Aim:
Please output every line of the material below as a numbered list, skipping any blank lines.

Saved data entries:

--- Start ---

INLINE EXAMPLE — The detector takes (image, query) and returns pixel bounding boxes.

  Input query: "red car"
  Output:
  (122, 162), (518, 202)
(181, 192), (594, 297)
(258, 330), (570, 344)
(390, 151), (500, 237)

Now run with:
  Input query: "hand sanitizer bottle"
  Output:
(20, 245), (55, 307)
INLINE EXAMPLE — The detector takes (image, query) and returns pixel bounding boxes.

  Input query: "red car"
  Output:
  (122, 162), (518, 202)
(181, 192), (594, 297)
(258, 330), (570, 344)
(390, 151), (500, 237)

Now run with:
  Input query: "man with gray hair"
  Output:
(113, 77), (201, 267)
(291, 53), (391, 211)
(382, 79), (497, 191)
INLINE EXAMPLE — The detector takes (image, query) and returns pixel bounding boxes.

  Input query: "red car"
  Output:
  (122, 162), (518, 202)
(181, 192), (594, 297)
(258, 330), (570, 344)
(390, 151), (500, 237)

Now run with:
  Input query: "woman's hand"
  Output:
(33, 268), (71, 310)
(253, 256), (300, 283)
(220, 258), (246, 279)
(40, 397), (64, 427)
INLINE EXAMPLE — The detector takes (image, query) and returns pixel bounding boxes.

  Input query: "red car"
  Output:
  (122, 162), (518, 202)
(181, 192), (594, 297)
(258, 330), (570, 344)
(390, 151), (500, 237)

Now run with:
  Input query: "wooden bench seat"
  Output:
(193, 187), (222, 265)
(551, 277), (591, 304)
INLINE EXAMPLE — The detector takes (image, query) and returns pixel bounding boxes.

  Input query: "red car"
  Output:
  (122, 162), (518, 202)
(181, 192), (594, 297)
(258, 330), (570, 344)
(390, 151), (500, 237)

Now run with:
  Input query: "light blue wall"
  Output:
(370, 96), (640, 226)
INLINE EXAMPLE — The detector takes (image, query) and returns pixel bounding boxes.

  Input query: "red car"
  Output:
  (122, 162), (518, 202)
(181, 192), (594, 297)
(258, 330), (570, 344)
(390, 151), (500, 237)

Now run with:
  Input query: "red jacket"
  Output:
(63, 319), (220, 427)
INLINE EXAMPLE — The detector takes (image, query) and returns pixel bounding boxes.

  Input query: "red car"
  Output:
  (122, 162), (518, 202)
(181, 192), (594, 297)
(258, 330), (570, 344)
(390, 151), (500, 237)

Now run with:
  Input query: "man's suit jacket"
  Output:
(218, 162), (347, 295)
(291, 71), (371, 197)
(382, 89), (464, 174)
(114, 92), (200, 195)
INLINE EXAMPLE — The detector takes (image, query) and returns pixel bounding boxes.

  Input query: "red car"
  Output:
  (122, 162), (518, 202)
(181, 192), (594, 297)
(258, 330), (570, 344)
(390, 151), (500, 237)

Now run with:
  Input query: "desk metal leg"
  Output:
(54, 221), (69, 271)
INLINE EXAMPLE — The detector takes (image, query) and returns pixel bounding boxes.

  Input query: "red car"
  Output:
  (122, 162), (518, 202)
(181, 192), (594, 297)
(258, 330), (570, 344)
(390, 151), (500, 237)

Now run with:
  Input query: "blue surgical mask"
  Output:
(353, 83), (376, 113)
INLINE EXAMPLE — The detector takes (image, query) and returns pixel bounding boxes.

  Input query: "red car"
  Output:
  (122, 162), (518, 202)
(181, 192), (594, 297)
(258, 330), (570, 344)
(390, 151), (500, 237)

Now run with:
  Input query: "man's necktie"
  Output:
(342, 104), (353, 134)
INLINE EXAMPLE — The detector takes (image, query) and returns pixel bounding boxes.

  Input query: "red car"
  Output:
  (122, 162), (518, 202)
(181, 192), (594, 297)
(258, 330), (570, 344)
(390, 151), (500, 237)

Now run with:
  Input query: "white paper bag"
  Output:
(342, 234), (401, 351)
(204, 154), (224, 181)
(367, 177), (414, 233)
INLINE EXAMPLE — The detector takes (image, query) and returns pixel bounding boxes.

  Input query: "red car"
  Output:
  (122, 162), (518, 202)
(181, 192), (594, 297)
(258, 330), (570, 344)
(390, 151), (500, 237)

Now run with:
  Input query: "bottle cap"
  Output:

--- End ---

The response:
1. INLINE EXAMPLE — The detector takes (image, query) and returns pixel bounding boxes.
2.   Input query: "red car"
3.   Output:
4.   (122, 162), (518, 202)
5. (181, 192), (594, 297)
6. (258, 330), (570, 344)
7. (390, 151), (500, 237)
8. Now run with:
9.   Input query: "hand sanitizer bottle"
10.   Output:
11. (20, 245), (55, 307)
12. INLINE EXAMPLE — The detector takes (image, query) and returns pixel bounding boxes.
13.   Input query: "red car"
14.   Output:
15.   (122, 162), (518, 202)
16. (181, 192), (594, 297)
17. (258, 330), (570, 344)
18. (390, 151), (500, 237)
19. Now run with:
20.   Input query: "man with gray hair"
21.   Output:
22. (113, 77), (201, 267)
23. (291, 53), (391, 211)
24. (382, 79), (497, 191)
25. INLINE EXAMPLE — The detector takes (image, query) and returns pixel bounding boxes.
26.   Input query: "red car"
27.   Output:
28.   (122, 162), (518, 202)
29. (181, 192), (594, 297)
30. (258, 330), (570, 344)
31. (390, 151), (500, 237)
32. Now run with:
33.   Input query: "woman's hand"
34.   Output:
35. (33, 268), (71, 310)
36. (253, 256), (300, 283)
37. (220, 258), (246, 279)
38. (40, 397), (64, 427)
39. INLINE EXAMPLE — The detector takes (image, query) and returns pixel bounding boxes.
40.   Input query: "red car"
41.   Output:
42.   (122, 162), (518, 202)
43. (181, 192), (594, 297)
44. (258, 330), (570, 344)
45. (390, 151), (500, 237)
46. Now run with:
47.   Input query: "wooden bench seat"
48.   Output:
49. (193, 187), (222, 265)
50. (551, 277), (591, 304)
51. INLINE EXAMPLE — The detector takes (image, query) and returns pixel bounding boxes.
52.   Input query: "red car"
53.   Output:
54.   (122, 162), (518, 202)
55. (181, 192), (594, 297)
56. (258, 330), (570, 344)
57. (390, 151), (500, 237)
58. Now run with:
59.   Input query: "light blue wall"
60.   Output:
61. (370, 96), (640, 226)
62. INLINE EXAMPLE — The detector takes (image, query) and returns pixel bounding boxes.
63.   Input query: "red car"
64.   Output:
65.   (122, 162), (518, 202)
66. (181, 192), (594, 297)
67. (258, 330), (570, 344)
68. (390, 151), (500, 237)
69. Now run with:
70.   Input query: "red jacket"
71.   Output:
72. (63, 319), (220, 427)
73. INLINE EXAMPLE — The detector takes (image, query) and returns pixel bounding boxes.
74.   Input query: "red car"
75.   Output:
76.   (122, 162), (518, 202)
77. (181, 192), (594, 297)
78. (258, 330), (570, 344)
79. (390, 151), (500, 237)
80. Now run with:
81.   Input query: "man's suit jacket"
82.   Output:
83. (218, 162), (347, 295)
84. (291, 71), (371, 197)
85. (382, 89), (464, 174)
86. (114, 92), (200, 195)
87. INLINE EXAMPLE — The detector takes (image, query) and returns pixel bounding boxes.
88.   Input query: "red car"
89.   Output:
90.   (122, 162), (518, 202)
91. (181, 192), (594, 297)
92. (258, 330), (570, 344)
93. (390, 151), (500, 237)
94. Now run with:
95.   Input query: "desk metal leg"
96.   Output:
97. (54, 221), (69, 271)
98. INLINE EXAMPLE — The detector takes (image, query) and returns pixel bounding boxes.
99.   Input query: "red car"
100.   Output:
101.   (122, 162), (518, 202)
102. (181, 192), (594, 297)
103. (258, 330), (570, 344)
104. (390, 151), (500, 237)
105. Now run with:
106.   Input query: "blue surgical mask"
107.   Output:
108. (353, 83), (376, 113)
109. INLINE EXAMPLE — The detector takes (image, query) and returns pixel bounding boxes.
110.   Input query: "red car"
111.   Output:
112.   (122, 162), (518, 202)
113. (181, 192), (594, 297)
114. (258, 330), (570, 344)
115. (390, 151), (500, 237)
116. Now run with:
117.   Input query: "man's necktie"
118.   Output:
119. (342, 104), (353, 134)
120. INLINE EXAMPLE — The detector takes (image, query) and returns pixel bounding boxes.
121.   Input query: "red car"
122.   Output:
123.   (122, 162), (518, 202)
124. (181, 192), (594, 297)
125. (258, 330), (570, 344)
126. (390, 151), (500, 237)
127. Now run with:
128.   Input query: "white paper bag"
129.   Output:
130. (342, 234), (401, 351)
131. (204, 154), (224, 181)
132. (367, 177), (414, 233)
133. INLINE EXAMPLE — The detector takes (image, query) and returns pixel bounding boxes.
134.   Input query: "red car"
135.   Output:
136.   (122, 162), (518, 202)
137. (181, 192), (594, 297)
138. (258, 330), (570, 344)
139. (390, 151), (500, 237)
140. Now run with:
141.   Input query: "bottle cap"
142.   Output:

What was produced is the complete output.